─── Exercise data
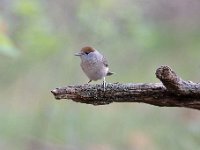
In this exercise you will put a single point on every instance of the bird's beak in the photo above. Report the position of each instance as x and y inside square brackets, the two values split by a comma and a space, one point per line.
[78, 54]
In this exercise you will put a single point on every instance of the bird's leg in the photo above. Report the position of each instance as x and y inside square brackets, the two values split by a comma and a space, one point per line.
[104, 84]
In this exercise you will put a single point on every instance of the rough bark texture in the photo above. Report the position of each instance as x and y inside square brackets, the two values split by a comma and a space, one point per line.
[172, 92]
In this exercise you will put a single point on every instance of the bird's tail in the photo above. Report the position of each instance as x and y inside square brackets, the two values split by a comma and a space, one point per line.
[110, 73]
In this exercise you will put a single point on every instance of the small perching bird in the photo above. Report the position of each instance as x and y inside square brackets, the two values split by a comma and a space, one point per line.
[94, 64]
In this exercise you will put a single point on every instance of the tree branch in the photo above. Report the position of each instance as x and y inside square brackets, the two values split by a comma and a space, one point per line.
[174, 92]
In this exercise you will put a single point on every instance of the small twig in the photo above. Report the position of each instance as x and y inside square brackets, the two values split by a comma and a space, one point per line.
[174, 92]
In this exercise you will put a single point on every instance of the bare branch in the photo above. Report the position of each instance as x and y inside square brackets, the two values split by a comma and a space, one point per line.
[174, 92]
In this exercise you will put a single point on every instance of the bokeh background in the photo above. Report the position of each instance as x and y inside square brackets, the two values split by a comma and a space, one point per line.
[38, 39]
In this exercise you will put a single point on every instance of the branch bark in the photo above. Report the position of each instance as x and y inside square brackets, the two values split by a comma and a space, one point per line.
[172, 92]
──────
What is being asked: Omit the pictures, then output the rest of the listing exactly.

Response to the task:
In this exercise you will put a single point on every instance of the bird's beak in the photo above. Report the position of each instance as x and y inside square brackets, the two values split by a comma and a space, one point per line.
[78, 54]
In this exercise you will put a single point on every instance of the bird's leg in the photo above. Report the position of each instance as x and y inside square brackets, the two values split by a comma and a space, one point per line.
[104, 84]
In this exercise you will put a single point on every instance of the rough bark texture in the photo above. Report the position of each instance as x and y inside square brackets, the two values split by a comma and a space, one point per line.
[172, 92]
In this exercise you will put a single point on every instance of the bird's tail in the photo above. Report the position of each instance as x and y inside square brackets, the two values split by a comma and a space, one point per line.
[110, 73]
In this exercise you will put a single point on every instance of the small perching bird in the photo above. Report the position of each instance as x and y inside square brackets, the two values split by a comma and a space, one point per line.
[94, 64]
In this exercise you will put a single point on every instance of the tree branch in the photo above. Report the position of each instance as x and y inside square brackets, the two values split by a comma and a space, one point per line.
[174, 92]
In this exercise you will put a single point on every instance of the small twig in the photo above. Report the position of each instance as x and y inside square brackets, the two values split by a comma and a space, one point per line.
[174, 92]
In this exercise you will put a single point on every instance of the bare branch in the photo above. Report the position of each instance as x and y inside square brackets, the two values split by a comma and a space, one point per line.
[174, 92]
In this exercise you will put a single point on every instance of the bokeh background in the photo above. Report the position of each instance as x and y inside square brackets, the two values split by a comma and a space, one point per line.
[38, 39]
In this exercise you will put a single point on every instance of the branch bark in the photo above. Report the position of each instance as x and y inside square brackets, the two values split by a comma and a space, one point per line.
[172, 92]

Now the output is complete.